### 本文
___

居心地よさを追求する人気銭湯「小杉湯」

東京は高円寺にある銭湯「小杉湯」といえば、銭湯好きにはよく知られた存在だ。3代続く歴史もさることながら、単なる入浴の場ではなく交流の場としてさまざまなイベントも開催。現在は、熱い風呂と水風呂を交互に楽しむ「交互浴の聖地」と呼ばれている。

「『コンサートなどを開催していた銭湯でしょう』と言われることが多いのですが、それは大分昔の話。今は日々を大事に、初代が掲げた『綺麗で清潔な風呂を毎日提供する』という基本に徹しています。さらに、2代目からは気持ちよく滞在してもらう場にすることも目指しているので、いかに居心地よくするかの工夫を凝らしています」と語るのは、小杉湯の菅原理之氏だ。

  • 小杉湯 菅原理之氏

高校生から70代までと、年齢層が幅広い従業員の多くは、元利用者だ。コアなファンが自ら運営側へ回るという形で、現在は25名が働いているという。菅原氏自身も銭湯という、私的なビジネスでありながら公衆衛生の担い手として公的な使われ方をする場に心惹かれて、外資系広告代理店という異業種から転職した身だ。

「感覚的な情報」の答え合わせのための「Airレジ」

小杉湯では、以前から心地よい「場」作りの取り組みとして、従業員間での気づきやアイデアを共有したり、週に1度は普段手の回らない部分に注力して、POPの更新や導線の見直しを行ったりしていた。そうした取り組みの一環として、2019年春に導入されたのが「Airレジ」だ。

「年齢層が幅広くITリテラシーの差も大きいことから、情報共有は引き継ぎノートという紙媒体で行ってきました。営業時間が長いため、社員だけでは全体を把握しきれない中、さまざまなスタッフの気づきやアイデアが集まることが大切ですし、社員が引き継ぎノートにコメントを返すことでコミュニケーションの手段にもなっていました。しかし、それはあくまでも感覚的なもので、『今日はとても混んでいた』『今日はこの商品がとても売れた』という報告も主観的なものでした」と菅原氏。

また以前は、番台で小銭を直接やり取りする昔ながらの方式をとっており、レジもないため売上全体の金額は見えても何がどれくらい売れているのかまで把握しきれていなかったという。

___

### 実施事項
1. 小杉湯の記事によると、小杉湯で現在働いている人数は何名か。
2. 小杉湯の記事のうち、「東京は高円寺にある銭湯「小杉」から「いう異業種から転職した身だ。」までを、両端を含めてそのまま複写してください。

セグメンテーションマスクのデータ
___

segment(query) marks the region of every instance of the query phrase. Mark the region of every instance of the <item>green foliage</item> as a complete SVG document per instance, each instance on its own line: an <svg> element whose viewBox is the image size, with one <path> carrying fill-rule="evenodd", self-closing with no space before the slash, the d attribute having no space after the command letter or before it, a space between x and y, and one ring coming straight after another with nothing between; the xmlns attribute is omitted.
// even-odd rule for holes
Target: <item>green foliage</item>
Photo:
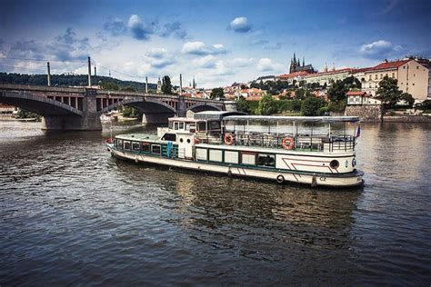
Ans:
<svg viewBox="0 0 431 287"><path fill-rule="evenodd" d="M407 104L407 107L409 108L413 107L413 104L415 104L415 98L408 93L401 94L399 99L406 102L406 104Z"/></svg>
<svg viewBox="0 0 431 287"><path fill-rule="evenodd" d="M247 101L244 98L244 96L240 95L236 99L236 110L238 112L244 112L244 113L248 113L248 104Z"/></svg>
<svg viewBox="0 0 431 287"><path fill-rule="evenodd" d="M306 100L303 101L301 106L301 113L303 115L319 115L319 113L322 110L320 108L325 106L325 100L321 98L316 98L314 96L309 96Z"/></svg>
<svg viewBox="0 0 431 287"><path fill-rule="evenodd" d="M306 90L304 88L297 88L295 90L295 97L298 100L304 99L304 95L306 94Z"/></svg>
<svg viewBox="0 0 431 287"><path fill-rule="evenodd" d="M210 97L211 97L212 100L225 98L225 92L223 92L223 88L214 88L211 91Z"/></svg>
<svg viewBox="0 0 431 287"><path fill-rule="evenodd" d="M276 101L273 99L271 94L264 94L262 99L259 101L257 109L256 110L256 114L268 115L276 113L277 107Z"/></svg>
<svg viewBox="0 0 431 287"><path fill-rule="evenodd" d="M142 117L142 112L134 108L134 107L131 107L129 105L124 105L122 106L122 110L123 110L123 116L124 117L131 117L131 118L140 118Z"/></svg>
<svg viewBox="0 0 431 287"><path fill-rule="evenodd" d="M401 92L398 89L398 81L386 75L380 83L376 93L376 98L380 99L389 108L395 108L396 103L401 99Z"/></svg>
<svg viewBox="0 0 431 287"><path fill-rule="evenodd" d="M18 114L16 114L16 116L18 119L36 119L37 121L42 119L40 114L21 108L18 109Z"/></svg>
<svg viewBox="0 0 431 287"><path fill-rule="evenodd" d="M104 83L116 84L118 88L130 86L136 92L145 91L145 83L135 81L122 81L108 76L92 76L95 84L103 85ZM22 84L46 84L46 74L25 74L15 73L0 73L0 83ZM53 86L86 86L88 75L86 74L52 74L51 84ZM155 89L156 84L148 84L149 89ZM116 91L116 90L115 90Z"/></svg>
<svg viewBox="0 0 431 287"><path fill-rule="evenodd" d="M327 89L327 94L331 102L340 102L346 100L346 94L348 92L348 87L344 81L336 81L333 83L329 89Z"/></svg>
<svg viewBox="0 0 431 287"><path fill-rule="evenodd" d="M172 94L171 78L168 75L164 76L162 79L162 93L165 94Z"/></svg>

___

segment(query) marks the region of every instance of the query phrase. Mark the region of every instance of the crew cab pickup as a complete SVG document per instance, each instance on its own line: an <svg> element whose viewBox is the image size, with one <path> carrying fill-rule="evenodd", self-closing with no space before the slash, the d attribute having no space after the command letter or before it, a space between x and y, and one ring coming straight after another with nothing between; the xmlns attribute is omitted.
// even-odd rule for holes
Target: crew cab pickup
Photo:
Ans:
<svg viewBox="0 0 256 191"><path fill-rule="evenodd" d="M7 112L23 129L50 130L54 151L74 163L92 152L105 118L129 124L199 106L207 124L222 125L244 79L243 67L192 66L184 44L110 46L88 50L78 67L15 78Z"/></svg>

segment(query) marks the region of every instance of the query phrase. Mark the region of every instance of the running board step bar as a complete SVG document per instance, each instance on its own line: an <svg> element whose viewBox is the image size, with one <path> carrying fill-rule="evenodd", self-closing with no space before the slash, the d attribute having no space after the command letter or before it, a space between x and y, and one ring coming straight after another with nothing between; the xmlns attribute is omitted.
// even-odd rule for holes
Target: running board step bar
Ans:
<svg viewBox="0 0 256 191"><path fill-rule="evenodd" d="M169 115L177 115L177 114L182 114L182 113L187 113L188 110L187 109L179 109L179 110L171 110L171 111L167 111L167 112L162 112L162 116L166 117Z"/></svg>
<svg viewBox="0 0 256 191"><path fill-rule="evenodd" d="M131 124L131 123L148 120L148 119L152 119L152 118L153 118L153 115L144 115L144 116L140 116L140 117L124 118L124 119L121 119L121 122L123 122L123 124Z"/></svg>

___

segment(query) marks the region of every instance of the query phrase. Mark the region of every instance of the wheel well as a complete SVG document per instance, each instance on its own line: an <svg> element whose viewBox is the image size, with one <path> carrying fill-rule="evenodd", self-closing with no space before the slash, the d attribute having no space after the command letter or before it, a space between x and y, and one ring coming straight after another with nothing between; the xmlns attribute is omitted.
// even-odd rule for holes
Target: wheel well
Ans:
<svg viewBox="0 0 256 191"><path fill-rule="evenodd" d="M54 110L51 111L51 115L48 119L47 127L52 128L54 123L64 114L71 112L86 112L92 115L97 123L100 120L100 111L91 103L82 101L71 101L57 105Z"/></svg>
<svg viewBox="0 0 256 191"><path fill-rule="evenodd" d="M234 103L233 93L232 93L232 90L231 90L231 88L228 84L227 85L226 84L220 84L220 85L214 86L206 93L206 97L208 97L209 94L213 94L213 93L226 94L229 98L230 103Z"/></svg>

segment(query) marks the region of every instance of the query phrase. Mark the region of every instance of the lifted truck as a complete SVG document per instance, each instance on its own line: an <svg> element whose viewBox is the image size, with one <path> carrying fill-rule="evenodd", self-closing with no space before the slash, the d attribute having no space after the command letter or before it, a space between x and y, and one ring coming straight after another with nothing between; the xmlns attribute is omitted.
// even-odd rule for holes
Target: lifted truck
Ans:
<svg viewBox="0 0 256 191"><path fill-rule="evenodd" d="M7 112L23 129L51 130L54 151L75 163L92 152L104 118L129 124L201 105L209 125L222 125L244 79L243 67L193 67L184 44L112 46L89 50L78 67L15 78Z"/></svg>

___

### 演習の解答
1. 25名。

2.
東京は高円寺にある銭湯「小杉湯」といえば、銭湯好きにはよく知られた存在だ。3代続く歴史もさることながら、単なる入浴の場ではなく交流の場としてさまざまなイベントも開催。現在は、熱い風呂と水風呂を交互に楽しむ「交互浴の聖地」と呼ばれている。

「『コンサートなどを開催していた銭湯でしょう』と言われることが多いのですが、それは大分昔の話。今は日々を大事に、初代が掲げた『綺麗で清潔な風呂を毎日提供する』という基本に徹しています。さらに、2代目からは気持ちよく滞在してもらう場にすることも目指しているので、いかに居心地よくするかの工夫を凝らしています」と語るのは、小杉湯の菅原理之氏だ。

  • 小杉湯 菅原理之氏

高校生から70代までと、年齢層が幅広い従業員の多くは、元利用者だ。コアなファンが自ら運営側へ回るという形で、現在は25名が働いているという。菅原氏自身も銭湯という、私的なビジネスでありながら公衆衛生の担い手として公的な使われ方をする場に心惹かれて、外資系広告代理店という異業種から転職した身だ。